## Description of the task
Show every line of the data records below that contains the string "dark", treating uppercase and lowercase as different.
>> BEGIN Dataset excerpts
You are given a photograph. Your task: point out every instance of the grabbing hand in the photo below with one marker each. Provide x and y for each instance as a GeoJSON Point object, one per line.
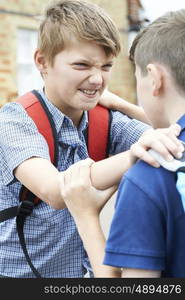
{"type": "Point", "coordinates": [81, 198]}
{"type": "Point", "coordinates": [163, 140]}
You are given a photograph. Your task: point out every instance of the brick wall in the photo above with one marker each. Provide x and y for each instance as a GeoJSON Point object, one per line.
{"type": "Point", "coordinates": [122, 81]}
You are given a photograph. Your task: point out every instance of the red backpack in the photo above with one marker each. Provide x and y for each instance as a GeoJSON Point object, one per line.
{"type": "Point", "coordinates": [98, 144]}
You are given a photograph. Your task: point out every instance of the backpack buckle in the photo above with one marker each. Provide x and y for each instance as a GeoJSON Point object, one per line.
{"type": "Point", "coordinates": [25, 208]}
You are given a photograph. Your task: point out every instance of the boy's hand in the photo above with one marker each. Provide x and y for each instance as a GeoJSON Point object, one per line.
{"type": "Point", "coordinates": [162, 140]}
{"type": "Point", "coordinates": [81, 198]}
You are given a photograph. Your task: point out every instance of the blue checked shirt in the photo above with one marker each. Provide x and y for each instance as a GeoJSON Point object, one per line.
{"type": "Point", "coordinates": [52, 240]}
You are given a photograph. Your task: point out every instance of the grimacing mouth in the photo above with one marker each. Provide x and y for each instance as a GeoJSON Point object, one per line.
{"type": "Point", "coordinates": [89, 92]}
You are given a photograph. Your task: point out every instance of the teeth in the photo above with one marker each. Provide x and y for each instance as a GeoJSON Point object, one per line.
{"type": "Point", "coordinates": [89, 92]}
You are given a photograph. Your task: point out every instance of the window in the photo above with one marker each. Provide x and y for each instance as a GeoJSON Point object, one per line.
{"type": "Point", "coordinates": [28, 77]}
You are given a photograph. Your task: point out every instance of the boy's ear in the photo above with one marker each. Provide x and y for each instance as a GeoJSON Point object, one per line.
{"type": "Point", "coordinates": [156, 77]}
{"type": "Point", "coordinates": [40, 61]}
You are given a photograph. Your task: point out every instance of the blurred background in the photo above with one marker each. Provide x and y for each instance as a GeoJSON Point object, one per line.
{"type": "Point", "coordinates": [19, 21]}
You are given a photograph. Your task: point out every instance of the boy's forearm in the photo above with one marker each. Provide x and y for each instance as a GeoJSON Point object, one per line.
{"type": "Point", "coordinates": [108, 172]}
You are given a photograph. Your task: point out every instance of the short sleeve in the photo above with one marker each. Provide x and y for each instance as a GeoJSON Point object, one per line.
{"type": "Point", "coordinates": [136, 238]}
{"type": "Point", "coordinates": [19, 140]}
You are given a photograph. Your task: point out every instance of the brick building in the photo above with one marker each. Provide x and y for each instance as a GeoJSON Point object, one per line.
{"type": "Point", "coordinates": [19, 21]}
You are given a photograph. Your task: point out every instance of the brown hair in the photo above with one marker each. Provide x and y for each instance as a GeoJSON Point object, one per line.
{"type": "Point", "coordinates": [163, 41]}
{"type": "Point", "coordinates": [69, 19]}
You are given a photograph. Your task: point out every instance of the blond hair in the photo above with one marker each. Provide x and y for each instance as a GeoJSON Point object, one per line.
{"type": "Point", "coordinates": [163, 41]}
{"type": "Point", "coordinates": [77, 19]}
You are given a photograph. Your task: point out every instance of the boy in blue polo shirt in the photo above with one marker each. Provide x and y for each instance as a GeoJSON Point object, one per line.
{"type": "Point", "coordinates": [147, 237]}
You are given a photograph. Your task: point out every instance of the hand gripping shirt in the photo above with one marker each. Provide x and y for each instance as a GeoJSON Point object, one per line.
{"type": "Point", "coordinates": [147, 230]}
{"type": "Point", "coordinates": [52, 240]}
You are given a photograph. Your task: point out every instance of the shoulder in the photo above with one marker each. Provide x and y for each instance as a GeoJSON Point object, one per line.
{"type": "Point", "coordinates": [158, 184]}
{"type": "Point", "coordinates": [120, 118]}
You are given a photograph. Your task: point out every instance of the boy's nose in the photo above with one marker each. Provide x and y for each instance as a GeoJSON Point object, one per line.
{"type": "Point", "coordinates": [96, 79]}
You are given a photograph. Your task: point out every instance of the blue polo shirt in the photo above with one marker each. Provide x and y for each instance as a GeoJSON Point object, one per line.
{"type": "Point", "coordinates": [148, 227]}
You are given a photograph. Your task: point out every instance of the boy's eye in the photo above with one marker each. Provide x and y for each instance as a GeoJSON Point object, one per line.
{"type": "Point", "coordinates": [81, 65]}
{"type": "Point", "coordinates": [107, 67]}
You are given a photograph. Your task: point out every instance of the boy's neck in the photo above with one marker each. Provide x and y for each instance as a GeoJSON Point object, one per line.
{"type": "Point", "coordinates": [175, 109]}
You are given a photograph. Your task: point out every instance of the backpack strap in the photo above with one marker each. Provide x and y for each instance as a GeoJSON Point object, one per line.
{"type": "Point", "coordinates": [38, 111]}
{"type": "Point", "coordinates": [98, 132]}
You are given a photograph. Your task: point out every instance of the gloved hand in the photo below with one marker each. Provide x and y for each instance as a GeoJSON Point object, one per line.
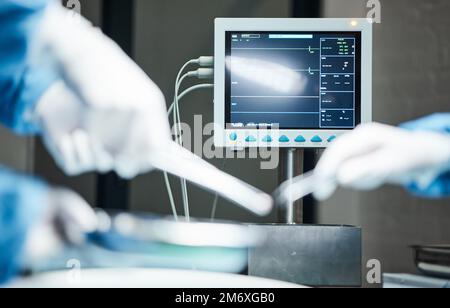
{"type": "Point", "coordinates": [66, 220]}
{"type": "Point", "coordinates": [106, 114]}
{"type": "Point", "coordinates": [377, 154]}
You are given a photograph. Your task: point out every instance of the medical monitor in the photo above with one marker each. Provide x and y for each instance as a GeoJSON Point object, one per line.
{"type": "Point", "coordinates": [296, 83]}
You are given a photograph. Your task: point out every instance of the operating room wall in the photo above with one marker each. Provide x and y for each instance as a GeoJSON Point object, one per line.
{"type": "Point", "coordinates": [411, 76]}
{"type": "Point", "coordinates": [168, 33]}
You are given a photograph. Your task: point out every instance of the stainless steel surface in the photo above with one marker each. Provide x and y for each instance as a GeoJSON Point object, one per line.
{"type": "Point", "coordinates": [290, 219]}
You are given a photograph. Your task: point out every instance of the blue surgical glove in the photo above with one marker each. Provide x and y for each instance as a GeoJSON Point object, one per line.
{"type": "Point", "coordinates": [440, 187]}
{"type": "Point", "coordinates": [21, 203]}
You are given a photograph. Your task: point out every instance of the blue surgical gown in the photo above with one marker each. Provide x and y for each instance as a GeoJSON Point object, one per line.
{"type": "Point", "coordinates": [21, 86]}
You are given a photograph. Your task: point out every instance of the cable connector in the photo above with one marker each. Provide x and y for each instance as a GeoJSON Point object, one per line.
{"type": "Point", "coordinates": [205, 73]}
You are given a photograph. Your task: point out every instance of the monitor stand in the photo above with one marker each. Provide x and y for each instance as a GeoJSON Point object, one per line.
{"type": "Point", "coordinates": [300, 252]}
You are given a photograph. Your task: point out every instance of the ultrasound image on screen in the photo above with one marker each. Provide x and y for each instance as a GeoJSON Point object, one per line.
{"type": "Point", "coordinates": [293, 80]}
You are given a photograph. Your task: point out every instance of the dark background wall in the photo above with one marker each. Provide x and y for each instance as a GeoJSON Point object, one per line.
{"type": "Point", "coordinates": [411, 72]}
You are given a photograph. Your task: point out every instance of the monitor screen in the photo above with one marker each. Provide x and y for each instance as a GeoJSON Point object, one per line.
{"type": "Point", "coordinates": [293, 80]}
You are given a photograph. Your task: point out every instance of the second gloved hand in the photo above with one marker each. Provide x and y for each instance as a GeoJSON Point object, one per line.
{"type": "Point", "coordinates": [377, 154]}
{"type": "Point", "coordinates": [105, 114]}
{"type": "Point", "coordinates": [67, 219]}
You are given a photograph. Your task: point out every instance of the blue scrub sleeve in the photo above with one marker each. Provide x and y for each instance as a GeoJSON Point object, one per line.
{"type": "Point", "coordinates": [439, 123]}
{"type": "Point", "coordinates": [21, 85]}
{"type": "Point", "coordinates": [22, 202]}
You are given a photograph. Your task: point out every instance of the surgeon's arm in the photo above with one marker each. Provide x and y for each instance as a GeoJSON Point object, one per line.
{"type": "Point", "coordinates": [21, 202]}
{"type": "Point", "coordinates": [440, 123]}
{"type": "Point", "coordinates": [21, 84]}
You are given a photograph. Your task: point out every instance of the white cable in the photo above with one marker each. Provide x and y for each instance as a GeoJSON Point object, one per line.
{"type": "Point", "coordinates": [179, 140]}
{"type": "Point", "coordinates": [171, 109]}
{"type": "Point", "coordinates": [188, 91]}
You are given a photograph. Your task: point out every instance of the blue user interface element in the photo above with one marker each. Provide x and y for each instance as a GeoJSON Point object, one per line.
{"type": "Point", "coordinates": [293, 80]}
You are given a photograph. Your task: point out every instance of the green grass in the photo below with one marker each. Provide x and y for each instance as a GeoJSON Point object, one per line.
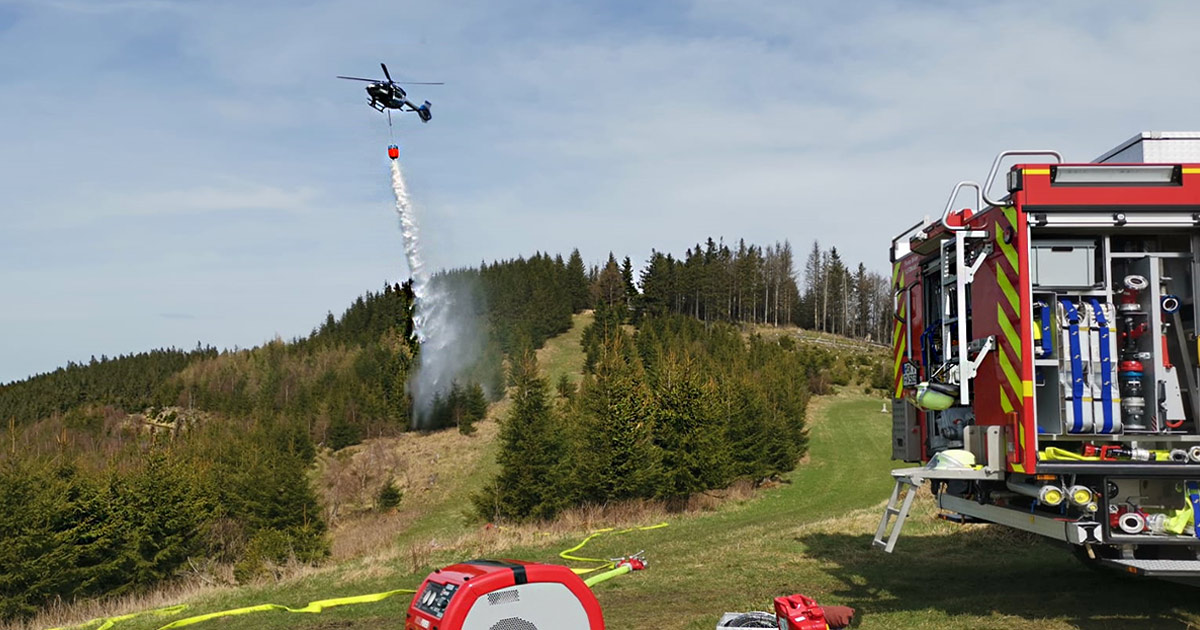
{"type": "Point", "coordinates": [810, 535]}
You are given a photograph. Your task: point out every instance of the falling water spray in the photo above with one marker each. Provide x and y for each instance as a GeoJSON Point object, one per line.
{"type": "Point", "coordinates": [450, 340]}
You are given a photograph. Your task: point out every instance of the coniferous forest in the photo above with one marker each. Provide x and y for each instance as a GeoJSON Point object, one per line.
{"type": "Point", "coordinates": [120, 473]}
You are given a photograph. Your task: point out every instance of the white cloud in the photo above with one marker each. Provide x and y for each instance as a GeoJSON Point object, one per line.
{"type": "Point", "coordinates": [222, 132]}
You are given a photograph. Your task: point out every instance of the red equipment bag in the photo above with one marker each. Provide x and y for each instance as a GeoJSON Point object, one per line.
{"type": "Point", "coordinates": [801, 612]}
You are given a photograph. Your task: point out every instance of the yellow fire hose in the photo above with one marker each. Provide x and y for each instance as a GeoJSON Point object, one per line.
{"type": "Point", "coordinates": [325, 604]}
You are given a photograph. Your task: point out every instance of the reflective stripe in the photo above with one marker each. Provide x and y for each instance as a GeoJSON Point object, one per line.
{"type": "Point", "coordinates": [1006, 286]}
{"type": "Point", "coordinates": [1005, 403]}
{"type": "Point", "coordinates": [1014, 340]}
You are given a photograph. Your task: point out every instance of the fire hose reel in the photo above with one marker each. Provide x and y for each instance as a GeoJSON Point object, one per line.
{"type": "Point", "coordinates": [503, 595]}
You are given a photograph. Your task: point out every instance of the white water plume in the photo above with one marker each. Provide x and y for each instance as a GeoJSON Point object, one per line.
{"type": "Point", "coordinates": [442, 317]}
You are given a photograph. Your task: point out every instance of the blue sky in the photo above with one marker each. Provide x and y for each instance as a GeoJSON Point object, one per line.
{"type": "Point", "coordinates": [175, 172]}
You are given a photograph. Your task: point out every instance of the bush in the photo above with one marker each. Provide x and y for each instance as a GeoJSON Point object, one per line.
{"type": "Point", "coordinates": [389, 496]}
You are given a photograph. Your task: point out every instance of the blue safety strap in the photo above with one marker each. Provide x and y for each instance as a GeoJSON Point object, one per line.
{"type": "Point", "coordinates": [1194, 499]}
{"type": "Point", "coordinates": [1047, 347]}
{"type": "Point", "coordinates": [1077, 366]}
{"type": "Point", "coordinates": [1105, 366]}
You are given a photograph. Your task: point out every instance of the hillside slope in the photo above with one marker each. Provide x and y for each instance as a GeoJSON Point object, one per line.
{"type": "Point", "coordinates": [811, 534]}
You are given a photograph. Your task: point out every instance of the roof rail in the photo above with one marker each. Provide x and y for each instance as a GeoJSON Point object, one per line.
{"type": "Point", "coordinates": [995, 168]}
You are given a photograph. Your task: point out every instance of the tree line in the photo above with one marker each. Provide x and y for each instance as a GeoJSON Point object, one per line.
{"type": "Point", "coordinates": [753, 283]}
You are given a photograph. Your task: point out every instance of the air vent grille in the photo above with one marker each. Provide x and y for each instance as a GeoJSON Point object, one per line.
{"type": "Point", "coordinates": [514, 623]}
{"type": "Point", "coordinates": [503, 597]}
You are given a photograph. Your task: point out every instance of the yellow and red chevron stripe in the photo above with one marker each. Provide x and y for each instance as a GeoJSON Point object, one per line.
{"type": "Point", "coordinates": [899, 340]}
{"type": "Point", "coordinates": [1008, 343]}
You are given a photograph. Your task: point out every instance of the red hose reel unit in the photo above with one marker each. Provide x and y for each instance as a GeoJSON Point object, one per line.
{"type": "Point", "coordinates": [503, 595]}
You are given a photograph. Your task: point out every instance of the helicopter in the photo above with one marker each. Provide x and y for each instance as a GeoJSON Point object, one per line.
{"type": "Point", "coordinates": [387, 94]}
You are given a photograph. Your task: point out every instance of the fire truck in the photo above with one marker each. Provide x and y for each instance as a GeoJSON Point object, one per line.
{"type": "Point", "coordinates": [1045, 354]}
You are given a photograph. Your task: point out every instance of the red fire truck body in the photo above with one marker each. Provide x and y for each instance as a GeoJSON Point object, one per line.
{"type": "Point", "coordinates": [1045, 354]}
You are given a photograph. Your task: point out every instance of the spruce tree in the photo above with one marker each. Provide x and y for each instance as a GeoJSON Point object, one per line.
{"type": "Point", "coordinates": [688, 431]}
{"type": "Point", "coordinates": [531, 483]}
{"type": "Point", "coordinates": [616, 457]}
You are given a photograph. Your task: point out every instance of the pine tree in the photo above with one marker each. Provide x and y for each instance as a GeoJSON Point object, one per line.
{"type": "Point", "coordinates": [615, 455]}
{"type": "Point", "coordinates": [531, 483]}
{"type": "Point", "coordinates": [688, 432]}
{"type": "Point", "coordinates": [577, 282]}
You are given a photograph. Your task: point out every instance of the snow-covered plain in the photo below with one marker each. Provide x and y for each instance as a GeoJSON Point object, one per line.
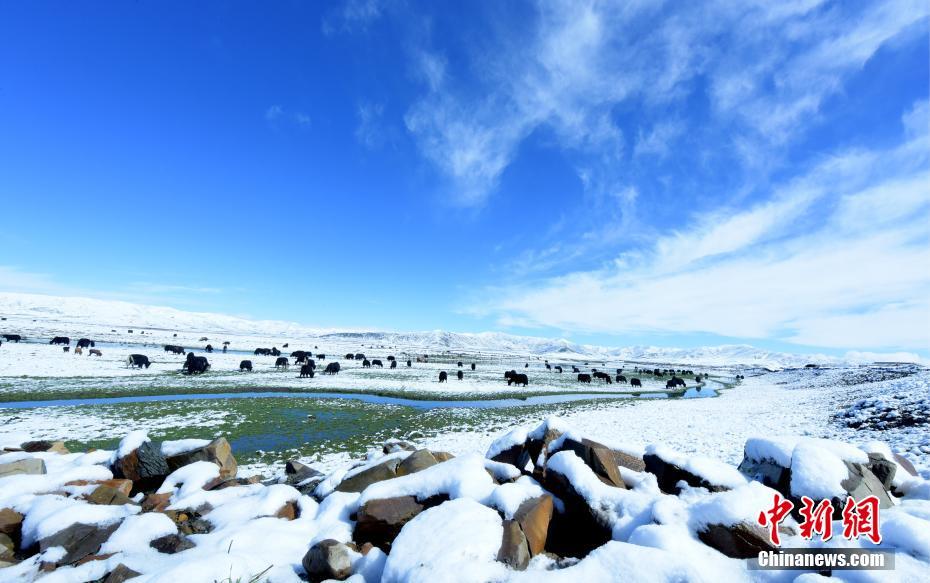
>> END Dataset excerpts
## Task response
You are given a photograph. Your task: point out every instance of the dark background wall in the photo above with one marker each. Provide x and y for each instance as a GeoJSON Point object, one per line.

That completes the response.